◆ Task instructions
Extract word for word the lines of the listing from its start to the line holding "Target: pink background", both ends kept; pictures are not part of the copy.

--*--

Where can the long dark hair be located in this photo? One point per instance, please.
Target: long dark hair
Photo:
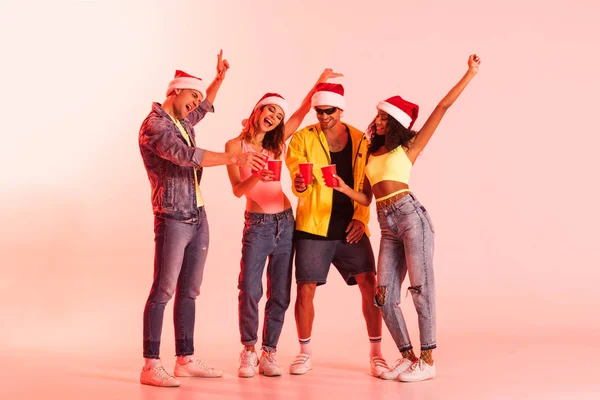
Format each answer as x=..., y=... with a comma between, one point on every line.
x=395, y=135
x=273, y=141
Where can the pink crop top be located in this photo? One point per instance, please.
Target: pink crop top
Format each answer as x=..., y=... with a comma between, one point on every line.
x=268, y=195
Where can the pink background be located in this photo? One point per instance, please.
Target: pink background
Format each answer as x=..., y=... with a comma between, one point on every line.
x=508, y=177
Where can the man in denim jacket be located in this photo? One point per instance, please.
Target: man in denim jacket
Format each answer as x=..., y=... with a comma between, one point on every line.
x=174, y=166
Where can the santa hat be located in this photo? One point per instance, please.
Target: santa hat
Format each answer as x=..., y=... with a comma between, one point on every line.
x=273, y=98
x=403, y=111
x=184, y=80
x=329, y=94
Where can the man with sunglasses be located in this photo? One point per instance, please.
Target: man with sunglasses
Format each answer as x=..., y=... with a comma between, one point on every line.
x=331, y=228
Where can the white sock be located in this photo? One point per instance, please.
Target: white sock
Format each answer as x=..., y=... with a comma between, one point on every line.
x=150, y=363
x=305, y=346
x=375, y=346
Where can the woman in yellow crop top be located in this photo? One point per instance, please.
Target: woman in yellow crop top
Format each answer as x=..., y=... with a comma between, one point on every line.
x=406, y=231
x=268, y=228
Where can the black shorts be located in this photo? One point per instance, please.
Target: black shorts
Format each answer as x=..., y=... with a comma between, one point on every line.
x=314, y=258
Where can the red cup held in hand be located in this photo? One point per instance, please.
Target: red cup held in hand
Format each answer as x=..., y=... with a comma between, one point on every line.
x=328, y=172
x=257, y=171
x=275, y=167
x=306, y=172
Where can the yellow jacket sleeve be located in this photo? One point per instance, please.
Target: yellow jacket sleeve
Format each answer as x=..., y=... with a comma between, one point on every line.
x=296, y=154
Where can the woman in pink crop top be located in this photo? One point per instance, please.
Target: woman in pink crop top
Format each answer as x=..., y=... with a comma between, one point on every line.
x=406, y=230
x=268, y=228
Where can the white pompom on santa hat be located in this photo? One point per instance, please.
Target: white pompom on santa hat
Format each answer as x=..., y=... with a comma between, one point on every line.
x=183, y=80
x=329, y=94
x=403, y=111
x=273, y=98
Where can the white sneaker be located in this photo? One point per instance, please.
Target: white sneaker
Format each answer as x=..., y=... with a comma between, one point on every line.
x=401, y=365
x=301, y=364
x=378, y=366
x=196, y=368
x=158, y=376
x=248, y=361
x=267, y=364
x=419, y=371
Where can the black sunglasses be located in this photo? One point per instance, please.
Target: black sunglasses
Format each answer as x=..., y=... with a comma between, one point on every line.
x=327, y=111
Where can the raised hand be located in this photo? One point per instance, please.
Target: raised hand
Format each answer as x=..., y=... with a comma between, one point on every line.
x=474, y=62
x=222, y=66
x=253, y=160
x=328, y=73
x=339, y=184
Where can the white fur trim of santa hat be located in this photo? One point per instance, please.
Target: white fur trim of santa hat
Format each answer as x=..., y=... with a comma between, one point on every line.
x=399, y=115
x=184, y=80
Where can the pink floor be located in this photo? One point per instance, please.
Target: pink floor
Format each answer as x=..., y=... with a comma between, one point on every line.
x=504, y=368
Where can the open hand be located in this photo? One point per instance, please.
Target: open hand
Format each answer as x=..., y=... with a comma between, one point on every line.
x=339, y=184
x=255, y=161
x=328, y=73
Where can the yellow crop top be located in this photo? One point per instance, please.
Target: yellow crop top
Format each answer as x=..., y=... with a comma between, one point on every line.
x=391, y=166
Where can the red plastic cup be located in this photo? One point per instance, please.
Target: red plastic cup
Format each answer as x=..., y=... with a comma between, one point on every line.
x=257, y=171
x=306, y=172
x=328, y=172
x=275, y=167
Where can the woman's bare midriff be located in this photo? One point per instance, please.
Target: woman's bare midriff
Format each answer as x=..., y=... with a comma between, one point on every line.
x=252, y=206
x=384, y=188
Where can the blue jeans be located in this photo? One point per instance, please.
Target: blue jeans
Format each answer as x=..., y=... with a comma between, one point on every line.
x=179, y=258
x=266, y=237
x=406, y=247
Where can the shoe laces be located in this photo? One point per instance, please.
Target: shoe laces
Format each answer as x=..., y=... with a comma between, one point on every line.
x=199, y=363
x=270, y=355
x=397, y=363
x=248, y=360
x=418, y=364
x=162, y=372
x=379, y=361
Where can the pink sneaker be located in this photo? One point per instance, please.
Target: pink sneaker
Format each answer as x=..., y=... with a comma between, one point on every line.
x=400, y=366
x=196, y=368
x=158, y=376
x=419, y=371
x=301, y=365
x=378, y=366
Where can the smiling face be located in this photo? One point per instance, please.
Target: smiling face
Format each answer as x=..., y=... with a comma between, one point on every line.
x=186, y=101
x=328, y=116
x=269, y=118
x=381, y=122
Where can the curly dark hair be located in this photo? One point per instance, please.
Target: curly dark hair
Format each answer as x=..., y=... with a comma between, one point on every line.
x=273, y=141
x=395, y=135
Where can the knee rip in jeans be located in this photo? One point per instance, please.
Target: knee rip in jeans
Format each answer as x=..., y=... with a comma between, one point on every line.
x=415, y=289
x=380, y=293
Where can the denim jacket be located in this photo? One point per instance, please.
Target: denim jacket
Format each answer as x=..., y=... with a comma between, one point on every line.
x=170, y=162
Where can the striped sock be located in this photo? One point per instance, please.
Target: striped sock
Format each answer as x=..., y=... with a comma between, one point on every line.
x=375, y=346
x=305, y=346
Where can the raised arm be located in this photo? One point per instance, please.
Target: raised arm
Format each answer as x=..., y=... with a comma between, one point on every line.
x=222, y=68
x=211, y=92
x=422, y=138
x=295, y=120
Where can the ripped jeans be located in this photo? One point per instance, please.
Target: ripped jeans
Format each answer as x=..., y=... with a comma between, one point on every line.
x=406, y=246
x=267, y=239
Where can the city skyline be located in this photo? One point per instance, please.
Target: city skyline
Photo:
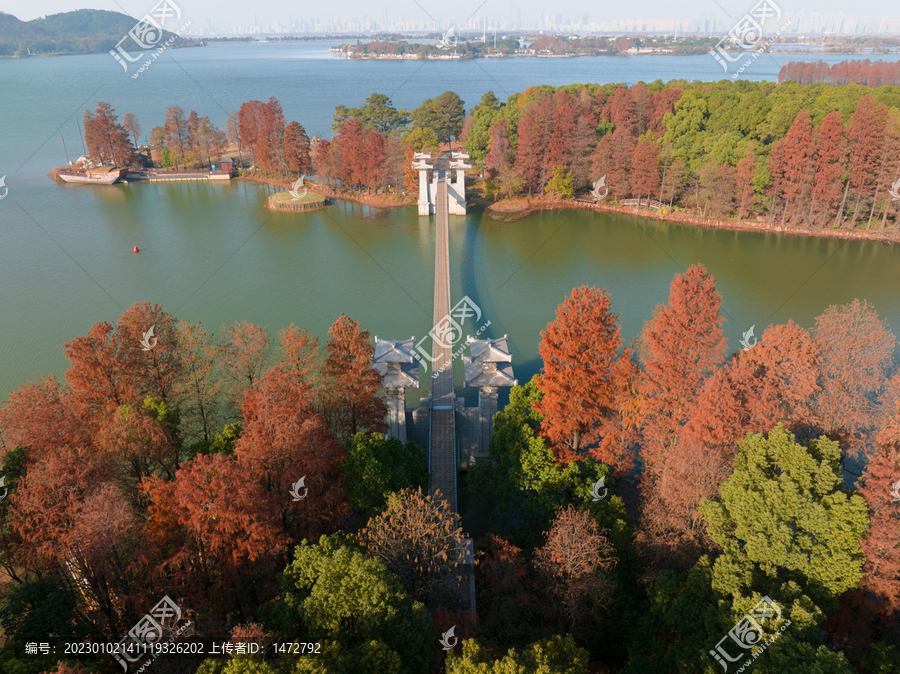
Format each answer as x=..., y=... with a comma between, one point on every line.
x=353, y=16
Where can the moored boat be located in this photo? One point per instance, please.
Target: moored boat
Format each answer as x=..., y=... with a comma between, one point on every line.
x=103, y=175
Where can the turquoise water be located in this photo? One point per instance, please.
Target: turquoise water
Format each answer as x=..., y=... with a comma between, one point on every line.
x=212, y=251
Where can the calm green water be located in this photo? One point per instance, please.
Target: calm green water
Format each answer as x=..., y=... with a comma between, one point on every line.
x=211, y=252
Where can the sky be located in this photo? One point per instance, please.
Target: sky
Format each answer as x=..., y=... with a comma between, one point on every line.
x=244, y=12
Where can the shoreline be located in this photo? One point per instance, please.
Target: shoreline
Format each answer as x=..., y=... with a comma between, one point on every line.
x=370, y=200
x=517, y=209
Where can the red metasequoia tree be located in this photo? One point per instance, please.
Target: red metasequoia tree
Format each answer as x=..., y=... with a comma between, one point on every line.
x=645, y=170
x=110, y=367
x=284, y=440
x=829, y=151
x=41, y=417
x=244, y=356
x=775, y=381
x=585, y=383
x=71, y=519
x=296, y=148
x=856, y=353
x=573, y=563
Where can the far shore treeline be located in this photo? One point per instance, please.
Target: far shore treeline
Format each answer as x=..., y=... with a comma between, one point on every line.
x=814, y=156
x=247, y=478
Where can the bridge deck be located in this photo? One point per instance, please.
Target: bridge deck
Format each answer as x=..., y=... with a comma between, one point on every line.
x=443, y=433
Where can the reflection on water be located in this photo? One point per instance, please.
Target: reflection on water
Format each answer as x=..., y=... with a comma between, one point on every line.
x=213, y=253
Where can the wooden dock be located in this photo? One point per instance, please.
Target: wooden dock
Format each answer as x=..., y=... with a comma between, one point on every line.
x=442, y=436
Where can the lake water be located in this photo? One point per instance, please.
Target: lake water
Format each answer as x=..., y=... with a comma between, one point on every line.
x=212, y=251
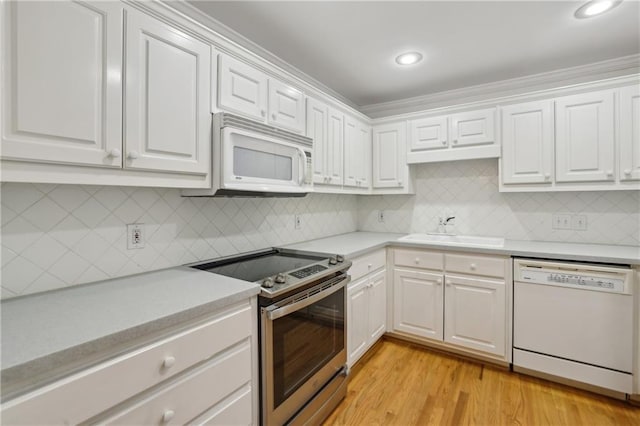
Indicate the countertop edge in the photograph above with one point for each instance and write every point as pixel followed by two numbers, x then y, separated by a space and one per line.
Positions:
pixel 56 366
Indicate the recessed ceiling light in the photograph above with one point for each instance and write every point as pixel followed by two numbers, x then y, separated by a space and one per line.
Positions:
pixel 409 58
pixel 595 7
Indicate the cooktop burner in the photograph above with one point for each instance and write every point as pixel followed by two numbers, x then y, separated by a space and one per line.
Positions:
pixel 259 268
pixel 278 271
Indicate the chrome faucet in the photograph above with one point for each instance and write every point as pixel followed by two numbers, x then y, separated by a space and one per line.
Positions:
pixel 444 222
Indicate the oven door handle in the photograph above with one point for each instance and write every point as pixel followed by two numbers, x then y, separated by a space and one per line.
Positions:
pixel 287 309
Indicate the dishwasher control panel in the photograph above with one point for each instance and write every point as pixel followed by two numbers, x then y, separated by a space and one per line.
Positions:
pixel 589 277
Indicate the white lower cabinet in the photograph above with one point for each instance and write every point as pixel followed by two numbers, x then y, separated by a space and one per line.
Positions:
pixel 366 305
pixel 475 313
pixel 455 301
pixel 417 303
pixel 204 374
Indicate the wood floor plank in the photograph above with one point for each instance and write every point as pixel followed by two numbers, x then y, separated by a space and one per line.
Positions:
pixel 399 383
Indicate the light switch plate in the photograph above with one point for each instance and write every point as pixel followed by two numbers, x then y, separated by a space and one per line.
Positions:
pixel 561 221
pixel 579 222
pixel 135 236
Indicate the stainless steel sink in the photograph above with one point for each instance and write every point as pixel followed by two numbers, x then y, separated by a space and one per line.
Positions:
pixel 457 240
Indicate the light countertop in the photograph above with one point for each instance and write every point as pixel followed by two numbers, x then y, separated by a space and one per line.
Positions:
pixel 49 333
pixel 356 243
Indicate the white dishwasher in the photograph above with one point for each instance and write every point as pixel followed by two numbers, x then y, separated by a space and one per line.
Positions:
pixel 574 321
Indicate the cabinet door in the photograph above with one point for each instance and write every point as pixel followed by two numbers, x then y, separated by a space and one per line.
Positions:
pixel 168 123
pixel 428 133
pixel 363 166
pixel 475 314
pixel 352 156
pixel 630 133
pixel 473 128
pixel 317 119
pixel 389 160
pixel 335 146
pixel 286 106
pixel 242 89
pixel 357 320
pixel 377 289
pixel 62 89
pixel 584 137
pixel 527 142
pixel 417 303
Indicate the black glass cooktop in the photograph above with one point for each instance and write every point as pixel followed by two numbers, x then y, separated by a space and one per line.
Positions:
pixel 260 266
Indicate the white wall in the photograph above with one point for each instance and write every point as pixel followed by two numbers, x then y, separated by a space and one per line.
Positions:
pixel 55 236
pixel 468 190
pixel 60 235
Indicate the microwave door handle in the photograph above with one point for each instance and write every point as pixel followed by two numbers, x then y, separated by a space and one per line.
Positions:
pixel 286 310
pixel 302 166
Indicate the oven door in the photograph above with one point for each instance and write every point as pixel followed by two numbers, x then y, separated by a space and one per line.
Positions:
pixel 257 162
pixel 303 348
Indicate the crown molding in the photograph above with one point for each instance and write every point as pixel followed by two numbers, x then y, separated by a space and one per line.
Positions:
pixel 231 35
pixel 617 67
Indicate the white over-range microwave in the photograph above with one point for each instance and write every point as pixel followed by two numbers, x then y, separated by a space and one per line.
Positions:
pixel 254 159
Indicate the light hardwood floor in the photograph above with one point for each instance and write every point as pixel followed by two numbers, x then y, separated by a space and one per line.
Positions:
pixel 399 383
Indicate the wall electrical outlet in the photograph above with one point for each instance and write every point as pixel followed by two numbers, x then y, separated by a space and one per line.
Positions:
pixel 561 221
pixel 135 236
pixel 579 222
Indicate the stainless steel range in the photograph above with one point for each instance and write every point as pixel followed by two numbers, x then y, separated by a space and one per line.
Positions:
pixel 302 330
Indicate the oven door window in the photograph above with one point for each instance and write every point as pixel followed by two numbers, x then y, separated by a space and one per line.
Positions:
pixel 304 341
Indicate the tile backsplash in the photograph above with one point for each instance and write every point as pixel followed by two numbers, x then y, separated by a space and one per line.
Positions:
pixel 60 235
pixel 468 190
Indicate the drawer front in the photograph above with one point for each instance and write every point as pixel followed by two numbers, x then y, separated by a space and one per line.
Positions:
pixel 368 263
pixel 489 266
pixel 190 396
pixel 235 410
pixel 418 259
pixel 107 384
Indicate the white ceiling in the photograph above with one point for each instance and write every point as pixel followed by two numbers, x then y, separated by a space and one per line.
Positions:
pixel 350 46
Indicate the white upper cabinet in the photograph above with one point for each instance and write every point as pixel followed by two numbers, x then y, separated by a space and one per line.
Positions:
pixel 166 98
pixel 630 133
pixel 473 128
pixel 326 126
pixel 242 88
pixel 317 119
pixel 335 147
pixel 461 136
pixel 286 106
pixel 357 153
pixel 527 143
pixel 247 91
pixel 62 89
pixel 585 137
pixel 428 133
pixel 389 166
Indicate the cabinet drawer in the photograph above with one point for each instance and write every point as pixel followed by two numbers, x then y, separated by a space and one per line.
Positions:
pixel 367 263
pixel 418 259
pixel 189 396
pixel 106 385
pixel 235 410
pixel 489 266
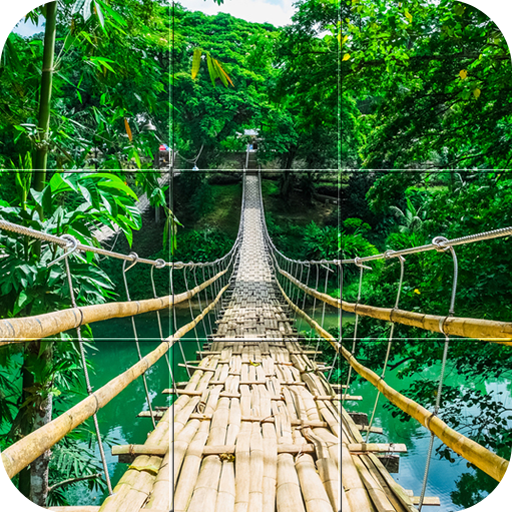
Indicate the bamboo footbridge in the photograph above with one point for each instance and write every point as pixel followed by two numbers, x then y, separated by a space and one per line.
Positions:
pixel 259 426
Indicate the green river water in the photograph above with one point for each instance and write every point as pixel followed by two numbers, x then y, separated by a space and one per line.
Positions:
pixel 119 418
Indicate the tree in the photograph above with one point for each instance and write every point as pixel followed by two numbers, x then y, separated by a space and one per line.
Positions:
pixel 208 112
pixel 303 122
pixel 70 205
pixel 430 80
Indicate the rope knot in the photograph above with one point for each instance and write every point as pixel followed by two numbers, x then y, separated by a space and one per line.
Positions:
pixel 440 243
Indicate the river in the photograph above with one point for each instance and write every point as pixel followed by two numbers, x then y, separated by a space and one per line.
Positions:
pixel 119 418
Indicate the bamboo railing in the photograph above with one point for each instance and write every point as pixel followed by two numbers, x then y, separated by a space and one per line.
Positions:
pixel 486 330
pixel 28 449
pixel 42 326
pixel 495 466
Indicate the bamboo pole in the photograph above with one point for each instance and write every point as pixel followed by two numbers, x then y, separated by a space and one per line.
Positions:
pixel 25 451
pixel 492 464
pixel 487 330
pixel 497 467
pixel 42 326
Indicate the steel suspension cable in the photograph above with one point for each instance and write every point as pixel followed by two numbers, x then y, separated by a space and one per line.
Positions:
pixel 191 310
pixel 84 362
pixel 160 322
pixel 135 257
pixel 207 304
pixel 361 270
pixel 441 247
pixel 390 342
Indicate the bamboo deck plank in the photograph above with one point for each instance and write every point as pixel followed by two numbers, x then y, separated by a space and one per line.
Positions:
pixel 257 428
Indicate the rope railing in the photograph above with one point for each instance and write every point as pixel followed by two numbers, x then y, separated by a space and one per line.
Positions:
pixel 22 453
pixel 495 466
pixel 438 244
pixel 487 330
pixel 41 326
pixel 217 277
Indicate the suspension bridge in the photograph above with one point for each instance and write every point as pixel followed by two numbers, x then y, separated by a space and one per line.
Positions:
pixel 258 426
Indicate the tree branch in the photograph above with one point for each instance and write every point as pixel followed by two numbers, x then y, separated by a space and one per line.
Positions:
pixel 72 481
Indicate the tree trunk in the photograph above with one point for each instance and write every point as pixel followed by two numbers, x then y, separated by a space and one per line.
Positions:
pixel 39 468
pixel 33 485
pixel 46 95
pixel 25 427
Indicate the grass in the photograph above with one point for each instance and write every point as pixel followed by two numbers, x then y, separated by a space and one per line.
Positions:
pixel 223 211
pixel 297 210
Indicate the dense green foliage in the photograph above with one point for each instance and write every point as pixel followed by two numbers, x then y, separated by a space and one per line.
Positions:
pixel 426 84
pixel 407 209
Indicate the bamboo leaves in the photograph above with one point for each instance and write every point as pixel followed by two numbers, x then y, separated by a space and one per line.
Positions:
pixel 215 70
pixel 196 62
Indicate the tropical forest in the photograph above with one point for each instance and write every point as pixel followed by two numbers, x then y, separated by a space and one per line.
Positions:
pixel 254 257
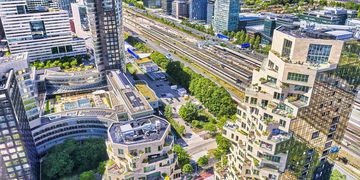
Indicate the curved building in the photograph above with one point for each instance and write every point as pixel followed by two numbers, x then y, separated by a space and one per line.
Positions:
pixel 141 149
pixel 58 82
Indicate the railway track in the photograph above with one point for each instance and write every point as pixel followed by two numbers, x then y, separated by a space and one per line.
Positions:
pixel 210 58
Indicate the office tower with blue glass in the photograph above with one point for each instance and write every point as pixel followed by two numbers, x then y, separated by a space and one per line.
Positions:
pixel 197 10
pixel 226 15
pixel 210 11
pixel 105 18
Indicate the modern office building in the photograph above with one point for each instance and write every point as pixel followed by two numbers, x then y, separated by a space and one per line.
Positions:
pixel 197 10
pixel 152 3
pixel 226 15
pixel 141 149
pixel 180 9
pixel 43 35
pixel 210 11
pixel 18 157
pixel 105 21
pixel 334 16
pixel 294 113
pixel 166 5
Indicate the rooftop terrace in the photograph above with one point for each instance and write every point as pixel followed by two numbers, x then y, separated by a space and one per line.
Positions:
pixel 97 99
pixel 307 33
pixel 142 130
pixel 132 98
pixel 146 91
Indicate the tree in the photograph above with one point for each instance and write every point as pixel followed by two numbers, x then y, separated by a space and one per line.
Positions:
pixel 252 42
pixel 336 175
pixel 87 175
pixel 183 156
pixel 57 165
pixel 73 62
pixel 210 127
pixel 257 42
pixel 74 156
pixel 168 112
pixel 187 169
pixel 101 168
pixel 223 144
pixel 188 112
pixel 203 161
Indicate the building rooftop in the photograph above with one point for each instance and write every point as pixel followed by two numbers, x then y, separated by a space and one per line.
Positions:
pixel 135 102
pixel 307 33
pixel 146 91
pixel 148 129
pixel 97 99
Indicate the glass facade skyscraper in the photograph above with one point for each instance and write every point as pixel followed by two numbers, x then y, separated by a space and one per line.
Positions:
pixel 226 15
pixel 105 18
pixel 197 10
pixel 18 157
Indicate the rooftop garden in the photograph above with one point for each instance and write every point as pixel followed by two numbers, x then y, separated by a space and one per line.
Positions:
pixel 73 158
pixel 299 155
pixel 60 103
pixel 146 91
pixel 68 64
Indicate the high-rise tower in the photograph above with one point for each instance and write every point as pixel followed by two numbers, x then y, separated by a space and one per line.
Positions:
pixel 294 112
pixel 226 15
pixel 105 18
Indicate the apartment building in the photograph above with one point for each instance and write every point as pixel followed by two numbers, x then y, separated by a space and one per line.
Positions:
pixel 198 10
pixel 141 149
pixel 180 9
pixel 42 34
pixel 105 21
pixel 294 113
pixel 18 157
pixel 226 15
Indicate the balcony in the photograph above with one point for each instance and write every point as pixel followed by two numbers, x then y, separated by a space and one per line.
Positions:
pixel 157 158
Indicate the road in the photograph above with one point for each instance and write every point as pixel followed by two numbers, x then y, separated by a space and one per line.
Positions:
pixel 191 141
pixel 231 68
pixel 250 54
pixel 349 176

--*--

◆ Result below
Where can the long dark hair be located in this photo? One point per instance, please.
Target: long dark hair
Photo:
Format each answer as x=..., y=... with a comma between, one point on every line.
x=395, y=135
x=273, y=141
Where can the pink crop top be located in this photo? One point per instance, please.
Target: pink crop top
Format each answer as x=..., y=... with a comma between, one point on every line.
x=268, y=195
Where can the pink background be located in this photo? One point per instance, please.
Target: pink background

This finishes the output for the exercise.